▶ **WRITTEN INSTRUCTION**
Recast the records below as a single numbered list with one line per item, omitting all blank lines.

▶ **PROVIDED INFORMATION**
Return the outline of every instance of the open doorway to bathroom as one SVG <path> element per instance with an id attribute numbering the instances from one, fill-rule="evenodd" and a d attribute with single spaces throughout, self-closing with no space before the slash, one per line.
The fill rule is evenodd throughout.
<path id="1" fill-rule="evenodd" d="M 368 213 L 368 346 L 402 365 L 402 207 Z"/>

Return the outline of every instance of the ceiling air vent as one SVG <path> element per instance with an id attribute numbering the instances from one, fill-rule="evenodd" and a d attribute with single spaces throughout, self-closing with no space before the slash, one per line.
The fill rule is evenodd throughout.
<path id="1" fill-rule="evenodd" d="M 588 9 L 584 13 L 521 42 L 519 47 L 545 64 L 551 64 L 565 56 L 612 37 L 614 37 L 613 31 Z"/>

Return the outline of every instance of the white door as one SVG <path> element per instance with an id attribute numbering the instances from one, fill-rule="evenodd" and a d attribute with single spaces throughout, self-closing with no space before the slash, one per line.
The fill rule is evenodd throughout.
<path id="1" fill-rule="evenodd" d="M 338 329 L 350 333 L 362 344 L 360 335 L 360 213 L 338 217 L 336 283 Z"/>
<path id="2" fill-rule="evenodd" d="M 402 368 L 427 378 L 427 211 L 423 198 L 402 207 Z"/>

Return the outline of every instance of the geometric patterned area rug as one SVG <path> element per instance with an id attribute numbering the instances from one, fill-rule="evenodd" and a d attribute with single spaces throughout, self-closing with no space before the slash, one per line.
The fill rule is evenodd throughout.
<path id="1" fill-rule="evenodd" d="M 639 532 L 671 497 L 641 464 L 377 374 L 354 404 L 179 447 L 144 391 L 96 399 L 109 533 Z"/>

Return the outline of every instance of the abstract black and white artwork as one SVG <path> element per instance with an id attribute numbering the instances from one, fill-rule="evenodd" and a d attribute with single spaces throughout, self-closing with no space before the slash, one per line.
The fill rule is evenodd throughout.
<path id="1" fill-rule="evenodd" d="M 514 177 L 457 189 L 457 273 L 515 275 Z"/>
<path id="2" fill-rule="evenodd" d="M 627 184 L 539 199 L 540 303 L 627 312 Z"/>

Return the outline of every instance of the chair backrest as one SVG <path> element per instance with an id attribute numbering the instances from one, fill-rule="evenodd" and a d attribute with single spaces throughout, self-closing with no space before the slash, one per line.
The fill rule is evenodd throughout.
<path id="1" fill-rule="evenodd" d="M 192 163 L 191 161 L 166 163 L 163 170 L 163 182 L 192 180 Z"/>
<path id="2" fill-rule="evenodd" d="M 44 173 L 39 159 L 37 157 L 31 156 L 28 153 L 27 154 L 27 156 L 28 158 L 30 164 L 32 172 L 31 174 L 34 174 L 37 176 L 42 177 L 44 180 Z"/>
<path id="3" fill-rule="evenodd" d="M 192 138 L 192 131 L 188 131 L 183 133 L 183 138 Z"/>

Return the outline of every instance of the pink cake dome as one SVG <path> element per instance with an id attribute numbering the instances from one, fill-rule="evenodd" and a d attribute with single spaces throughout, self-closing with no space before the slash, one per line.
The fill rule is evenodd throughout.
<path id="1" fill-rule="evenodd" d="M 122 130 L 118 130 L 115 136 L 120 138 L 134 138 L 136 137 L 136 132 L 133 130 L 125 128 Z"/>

▶ **CORRECT ANSWER**
1. Return the outline of every instance of the open doorway to bathroom as one SVG <path> element per instance with an id attribute numbering the instances from one, fill-rule="evenodd" and a d attribute with single spaces throughout, self-closing with no space before the slash, one per line.
2. The fill rule is evenodd throughout.
3. <path id="1" fill-rule="evenodd" d="M 368 213 L 368 346 L 402 365 L 402 207 Z"/>
4. Return the outline of every instance of the ceiling air vent as one SVG <path> element per instance with an id attribute numbering the instances from one, fill-rule="evenodd" and a d attribute with single spaces throughout, self-closing with no space before the slash, one per line.
5. The fill rule is evenodd throughout.
6. <path id="1" fill-rule="evenodd" d="M 588 9 L 584 13 L 521 42 L 519 47 L 545 64 L 551 64 L 565 56 L 612 37 L 614 37 L 613 31 Z"/>
7. Return the outline of every instance of the white door as one SVG <path> element per instance with an id attribute numbering the instances from one, fill-rule="evenodd" and a d attribute with single spaces throughout, self-closing with no space before the slash, one per line.
8. The fill rule is evenodd throughout.
9. <path id="1" fill-rule="evenodd" d="M 338 329 L 350 333 L 362 344 L 360 335 L 360 213 L 338 217 L 336 283 Z"/>
10. <path id="2" fill-rule="evenodd" d="M 402 368 L 427 378 L 427 211 L 423 198 L 402 207 Z"/>
11. Return the outline of every instance of the geometric patterned area rug as one SVG <path> element per instance with an id attribute numbering the instances from one, fill-rule="evenodd" and a d attribute with single spaces throughout, self-closing with no space before the slash, one per line.
12. The fill rule is evenodd throughout.
13. <path id="1" fill-rule="evenodd" d="M 639 532 L 671 497 L 641 464 L 377 374 L 354 404 L 179 447 L 144 391 L 96 399 L 109 533 Z"/>
14. Return the outline of every instance of the abstract black and white artwork as one SVG <path> element per instance with an id attribute numbering the instances from one, fill-rule="evenodd" and a d attribute with single spaces throughout, self-closing with no space before the slash, one per line.
15. The fill rule is evenodd throughout.
16. <path id="1" fill-rule="evenodd" d="M 514 177 L 457 189 L 457 273 L 515 275 Z"/>
17. <path id="2" fill-rule="evenodd" d="M 627 184 L 539 199 L 540 303 L 627 312 Z"/>
18. Return the outline of every instance of the chair backrest as one SVG <path> element per instance with an id attribute numbering the instances from one, fill-rule="evenodd" and a d attribute with single spaces throughout, self-closing with no space before the slash, one per line.
19. The fill rule is evenodd throughout.
20. <path id="1" fill-rule="evenodd" d="M 192 163 L 191 161 L 166 163 L 163 170 L 163 182 L 192 180 Z"/>
21. <path id="2" fill-rule="evenodd" d="M 44 173 L 39 159 L 37 157 L 31 156 L 28 153 L 27 154 L 27 156 L 28 158 L 30 164 L 32 172 L 31 174 L 34 174 L 37 176 L 42 177 L 44 180 Z"/>
22. <path id="3" fill-rule="evenodd" d="M 192 138 L 192 131 L 188 131 L 183 133 L 183 138 Z"/>
23. Return the outline of every instance of the pink cake dome as one SVG <path> element per instance with an id attribute numbering the instances from one, fill-rule="evenodd" and a d attribute with single spaces throughout, self-closing with no space before the slash, one per line.
24. The fill rule is evenodd throughout.
25. <path id="1" fill-rule="evenodd" d="M 122 130 L 118 130 L 115 136 L 120 138 L 134 138 L 136 137 L 136 132 L 133 130 L 125 128 Z"/>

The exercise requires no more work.